◆ **What needs to be done**:
Extract every line of the rows below that contains the string "wooden", treating uppercase and lowercase letters as distinct.

◆ **Given data**:
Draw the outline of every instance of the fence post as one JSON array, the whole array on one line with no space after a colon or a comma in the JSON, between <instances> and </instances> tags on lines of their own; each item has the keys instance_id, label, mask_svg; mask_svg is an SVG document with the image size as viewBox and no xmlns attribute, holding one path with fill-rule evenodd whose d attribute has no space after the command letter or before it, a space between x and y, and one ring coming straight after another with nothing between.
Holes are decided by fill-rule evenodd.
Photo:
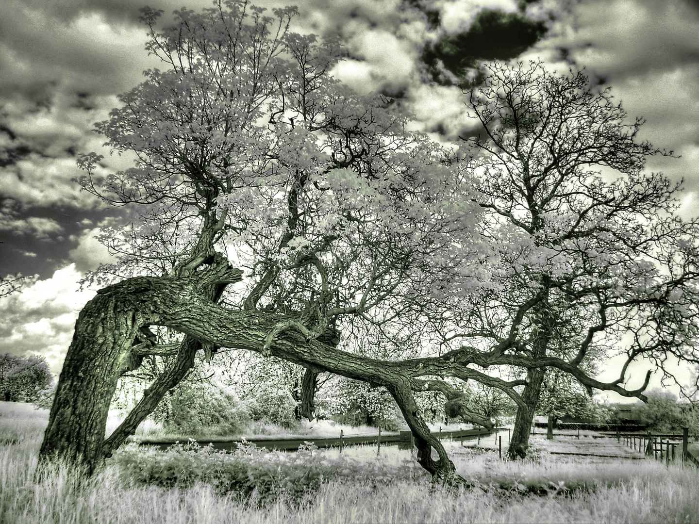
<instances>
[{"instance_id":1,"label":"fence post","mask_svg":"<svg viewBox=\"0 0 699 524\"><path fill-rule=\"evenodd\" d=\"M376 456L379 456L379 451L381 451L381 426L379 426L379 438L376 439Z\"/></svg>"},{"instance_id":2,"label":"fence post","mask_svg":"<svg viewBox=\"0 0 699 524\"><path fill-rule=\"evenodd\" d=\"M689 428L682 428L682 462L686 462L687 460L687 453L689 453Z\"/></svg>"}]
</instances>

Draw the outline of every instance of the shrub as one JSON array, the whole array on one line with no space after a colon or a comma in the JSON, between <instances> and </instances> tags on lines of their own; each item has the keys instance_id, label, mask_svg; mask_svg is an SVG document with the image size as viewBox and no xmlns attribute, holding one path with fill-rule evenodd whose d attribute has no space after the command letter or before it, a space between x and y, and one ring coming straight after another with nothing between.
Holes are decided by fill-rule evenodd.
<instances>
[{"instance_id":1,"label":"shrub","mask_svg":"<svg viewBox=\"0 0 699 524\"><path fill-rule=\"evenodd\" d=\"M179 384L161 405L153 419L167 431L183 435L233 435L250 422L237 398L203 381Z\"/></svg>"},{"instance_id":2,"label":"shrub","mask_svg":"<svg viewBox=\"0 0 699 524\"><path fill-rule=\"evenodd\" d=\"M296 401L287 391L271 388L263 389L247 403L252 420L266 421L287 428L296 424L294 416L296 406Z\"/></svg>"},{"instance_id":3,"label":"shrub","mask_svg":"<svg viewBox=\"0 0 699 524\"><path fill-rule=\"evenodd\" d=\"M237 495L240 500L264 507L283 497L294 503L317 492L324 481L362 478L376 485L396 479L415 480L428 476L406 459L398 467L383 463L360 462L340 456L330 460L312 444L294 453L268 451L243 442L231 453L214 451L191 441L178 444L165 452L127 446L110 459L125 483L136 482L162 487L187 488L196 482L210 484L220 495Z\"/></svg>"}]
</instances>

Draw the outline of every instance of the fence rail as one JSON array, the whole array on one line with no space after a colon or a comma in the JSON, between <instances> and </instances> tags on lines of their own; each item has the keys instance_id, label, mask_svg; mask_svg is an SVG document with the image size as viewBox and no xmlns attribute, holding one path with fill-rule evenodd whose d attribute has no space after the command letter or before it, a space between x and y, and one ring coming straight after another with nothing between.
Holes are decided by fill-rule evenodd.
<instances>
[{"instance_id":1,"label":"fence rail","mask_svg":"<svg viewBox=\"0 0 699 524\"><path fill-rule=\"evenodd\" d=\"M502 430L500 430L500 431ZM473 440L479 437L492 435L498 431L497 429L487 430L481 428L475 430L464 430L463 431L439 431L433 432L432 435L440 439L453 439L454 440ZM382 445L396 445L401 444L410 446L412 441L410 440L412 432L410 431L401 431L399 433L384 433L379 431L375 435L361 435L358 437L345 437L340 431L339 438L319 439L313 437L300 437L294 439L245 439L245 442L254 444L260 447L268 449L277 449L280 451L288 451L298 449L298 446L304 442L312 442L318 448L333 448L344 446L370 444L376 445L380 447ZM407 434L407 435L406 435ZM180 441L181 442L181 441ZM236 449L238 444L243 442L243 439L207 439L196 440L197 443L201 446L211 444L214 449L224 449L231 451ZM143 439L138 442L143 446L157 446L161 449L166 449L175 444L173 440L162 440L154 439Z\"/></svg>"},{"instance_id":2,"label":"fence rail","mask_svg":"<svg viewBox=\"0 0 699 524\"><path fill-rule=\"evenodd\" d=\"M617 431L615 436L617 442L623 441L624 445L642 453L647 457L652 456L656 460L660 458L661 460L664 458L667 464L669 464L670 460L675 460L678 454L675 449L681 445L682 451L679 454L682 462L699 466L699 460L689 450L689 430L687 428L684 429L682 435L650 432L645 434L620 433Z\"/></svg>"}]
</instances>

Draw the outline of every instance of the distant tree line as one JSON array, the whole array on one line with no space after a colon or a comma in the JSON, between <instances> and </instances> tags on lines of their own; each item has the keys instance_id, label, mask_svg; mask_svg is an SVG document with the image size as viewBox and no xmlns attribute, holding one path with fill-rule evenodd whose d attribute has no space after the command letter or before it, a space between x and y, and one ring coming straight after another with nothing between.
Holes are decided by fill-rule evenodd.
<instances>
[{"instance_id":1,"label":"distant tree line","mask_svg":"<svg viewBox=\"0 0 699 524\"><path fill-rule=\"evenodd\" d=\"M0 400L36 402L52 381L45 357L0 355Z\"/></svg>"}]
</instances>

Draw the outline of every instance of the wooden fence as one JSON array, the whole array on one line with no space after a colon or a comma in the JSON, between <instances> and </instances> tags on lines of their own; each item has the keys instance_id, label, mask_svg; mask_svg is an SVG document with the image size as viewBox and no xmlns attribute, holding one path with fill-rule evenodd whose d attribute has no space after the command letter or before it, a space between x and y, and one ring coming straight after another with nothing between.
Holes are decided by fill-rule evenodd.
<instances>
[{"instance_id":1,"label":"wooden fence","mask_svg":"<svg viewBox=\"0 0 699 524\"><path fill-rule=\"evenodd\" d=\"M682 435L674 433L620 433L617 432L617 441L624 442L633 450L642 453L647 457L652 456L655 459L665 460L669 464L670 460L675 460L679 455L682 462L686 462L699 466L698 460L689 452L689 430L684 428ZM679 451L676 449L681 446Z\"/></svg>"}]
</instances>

◆ **In response**:
Draw the outline of every instance of the wooden fence as one JSON array, the whole array on one line with no space after a colon or a comma in the JSON, between <instances> and </instances> tags on lines of their own; each item has the keys instance_id, label, mask_svg; mask_svg is an SVG document with the image size as viewBox and no xmlns attribute, holding one path with fill-rule evenodd whose d attribute has no space after the command letter or before it, a space between x and y, and one ring coming straight after another with nothing between.
[{"instance_id":1,"label":"wooden fence","mask_svg":"<svg viewBox=\"0 0 699 524\"><path fill-rule=\"evenodd\" d=\"M682 435L674 433L620 433L617 432L617 441L624 442L633 450L642 453L647 457L652 456L655 459L665 460L669 464L670 460L675 460L679 455L682 462L686 462L699 466L698 460L689 452L689 430L684 428ZM679 451L676 449L681 446Z\"/></svg>"}]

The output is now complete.